Rewrite the stretch from the line containing "TARGET = building facade" through the last of the lines below, both ends included, and keep every line. Adjust each coordinate in the points by adding 103 to it.

"""

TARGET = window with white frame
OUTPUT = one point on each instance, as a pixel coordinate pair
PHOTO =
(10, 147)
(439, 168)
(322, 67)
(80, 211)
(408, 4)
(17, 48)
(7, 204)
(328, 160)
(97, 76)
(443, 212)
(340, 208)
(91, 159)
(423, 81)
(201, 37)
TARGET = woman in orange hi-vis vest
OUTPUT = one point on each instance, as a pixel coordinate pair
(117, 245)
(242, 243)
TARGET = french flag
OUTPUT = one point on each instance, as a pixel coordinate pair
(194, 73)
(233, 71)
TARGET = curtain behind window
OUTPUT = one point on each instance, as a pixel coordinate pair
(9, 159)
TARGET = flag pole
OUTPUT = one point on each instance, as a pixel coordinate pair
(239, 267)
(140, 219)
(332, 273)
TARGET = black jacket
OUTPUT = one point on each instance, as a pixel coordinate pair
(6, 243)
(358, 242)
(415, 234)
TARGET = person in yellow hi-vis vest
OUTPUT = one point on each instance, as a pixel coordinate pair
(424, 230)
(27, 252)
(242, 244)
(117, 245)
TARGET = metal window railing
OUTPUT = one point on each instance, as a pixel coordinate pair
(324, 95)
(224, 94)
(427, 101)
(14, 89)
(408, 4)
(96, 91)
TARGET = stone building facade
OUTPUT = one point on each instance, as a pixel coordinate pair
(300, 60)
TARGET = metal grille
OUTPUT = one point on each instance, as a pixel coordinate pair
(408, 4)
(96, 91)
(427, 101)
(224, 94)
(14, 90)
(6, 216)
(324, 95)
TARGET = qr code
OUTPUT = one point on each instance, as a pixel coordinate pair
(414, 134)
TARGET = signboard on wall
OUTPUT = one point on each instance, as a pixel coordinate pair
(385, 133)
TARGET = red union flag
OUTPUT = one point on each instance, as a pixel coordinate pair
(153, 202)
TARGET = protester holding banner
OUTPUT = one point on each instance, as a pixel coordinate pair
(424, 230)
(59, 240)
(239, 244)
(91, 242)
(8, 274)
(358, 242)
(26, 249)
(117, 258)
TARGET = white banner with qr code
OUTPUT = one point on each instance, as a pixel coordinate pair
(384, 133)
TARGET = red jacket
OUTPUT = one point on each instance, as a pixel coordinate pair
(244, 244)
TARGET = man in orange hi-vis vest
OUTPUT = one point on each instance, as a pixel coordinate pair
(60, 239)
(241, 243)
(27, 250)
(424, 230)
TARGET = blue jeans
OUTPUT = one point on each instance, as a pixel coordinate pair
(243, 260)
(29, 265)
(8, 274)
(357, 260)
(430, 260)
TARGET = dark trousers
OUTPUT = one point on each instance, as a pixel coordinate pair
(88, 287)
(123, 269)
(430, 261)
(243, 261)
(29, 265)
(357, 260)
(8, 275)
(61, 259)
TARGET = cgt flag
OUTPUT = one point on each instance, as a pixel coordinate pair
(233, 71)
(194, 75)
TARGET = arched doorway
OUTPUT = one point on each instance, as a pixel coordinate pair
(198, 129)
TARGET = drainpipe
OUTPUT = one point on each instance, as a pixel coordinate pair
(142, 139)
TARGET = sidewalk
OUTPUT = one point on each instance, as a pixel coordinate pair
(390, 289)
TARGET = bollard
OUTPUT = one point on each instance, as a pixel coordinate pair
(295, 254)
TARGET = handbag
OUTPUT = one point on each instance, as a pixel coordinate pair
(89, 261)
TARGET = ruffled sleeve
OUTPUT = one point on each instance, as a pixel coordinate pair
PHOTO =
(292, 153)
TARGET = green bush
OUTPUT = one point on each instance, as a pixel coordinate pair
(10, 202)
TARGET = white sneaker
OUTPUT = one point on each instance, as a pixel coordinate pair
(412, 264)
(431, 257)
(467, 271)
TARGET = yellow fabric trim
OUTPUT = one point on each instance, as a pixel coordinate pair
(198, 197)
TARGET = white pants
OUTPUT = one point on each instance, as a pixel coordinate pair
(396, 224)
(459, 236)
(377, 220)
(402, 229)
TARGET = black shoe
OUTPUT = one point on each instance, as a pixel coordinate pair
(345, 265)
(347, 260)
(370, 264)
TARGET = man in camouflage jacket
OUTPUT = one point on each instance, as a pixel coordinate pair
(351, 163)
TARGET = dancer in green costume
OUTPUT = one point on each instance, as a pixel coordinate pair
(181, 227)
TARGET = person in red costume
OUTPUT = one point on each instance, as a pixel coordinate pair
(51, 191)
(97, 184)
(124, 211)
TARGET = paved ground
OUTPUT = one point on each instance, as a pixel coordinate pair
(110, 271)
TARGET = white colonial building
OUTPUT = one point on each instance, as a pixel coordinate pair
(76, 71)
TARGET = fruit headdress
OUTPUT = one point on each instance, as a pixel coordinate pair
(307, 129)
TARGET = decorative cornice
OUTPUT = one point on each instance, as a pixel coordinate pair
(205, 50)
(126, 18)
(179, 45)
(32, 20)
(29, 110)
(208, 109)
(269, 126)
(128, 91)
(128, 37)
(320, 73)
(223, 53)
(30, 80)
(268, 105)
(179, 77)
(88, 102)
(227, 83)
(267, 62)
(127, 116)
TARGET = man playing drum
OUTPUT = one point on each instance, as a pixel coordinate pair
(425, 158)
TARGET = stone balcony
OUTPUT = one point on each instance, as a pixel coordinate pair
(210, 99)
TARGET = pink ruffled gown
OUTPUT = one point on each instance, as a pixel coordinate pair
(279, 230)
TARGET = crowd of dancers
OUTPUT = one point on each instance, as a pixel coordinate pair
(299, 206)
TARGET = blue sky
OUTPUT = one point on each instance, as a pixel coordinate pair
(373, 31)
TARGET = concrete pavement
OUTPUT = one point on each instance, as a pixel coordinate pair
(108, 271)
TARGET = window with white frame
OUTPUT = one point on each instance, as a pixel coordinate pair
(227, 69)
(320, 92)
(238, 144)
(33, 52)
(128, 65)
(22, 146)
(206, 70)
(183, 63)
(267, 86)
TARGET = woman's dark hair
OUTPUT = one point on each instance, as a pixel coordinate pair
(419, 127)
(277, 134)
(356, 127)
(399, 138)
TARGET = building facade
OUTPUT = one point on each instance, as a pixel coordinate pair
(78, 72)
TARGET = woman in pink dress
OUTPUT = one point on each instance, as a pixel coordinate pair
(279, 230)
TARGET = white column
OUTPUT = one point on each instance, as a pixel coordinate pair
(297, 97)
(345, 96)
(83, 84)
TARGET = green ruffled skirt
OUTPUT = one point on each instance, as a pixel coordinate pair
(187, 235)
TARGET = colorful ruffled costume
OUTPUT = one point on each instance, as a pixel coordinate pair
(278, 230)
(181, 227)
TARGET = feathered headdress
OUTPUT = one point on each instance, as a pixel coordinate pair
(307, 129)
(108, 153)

"""

- Answer for this exercise
TARGET = building facade
OUTPUT = one point on each instance, as a pixel coordinate pair
(181, 175)
TARGET = woman in pink dress
OUTPUT = one point on each instance, as a pixel coordinate pair
(382, 333)
TARGET = white column
OUTPUT = one point on each instance, as a pixel coordinate pair
(400, 200)
(448, 199)
(186, 187)
TARGET = green ruffled skirt
OUTPUT = one point on each instance, as a pixel coordinate pair
(290, 338)
TARGET = colorful ruffled costume
OUTPUT = one point on each instance, as a pixel coordinate pair
(381, 333)
(284, 330)
TARGET = feathered headdress
OUTPUT = one point on each instance, as a pixel coordinate pair
(410, 232)
(211, 256)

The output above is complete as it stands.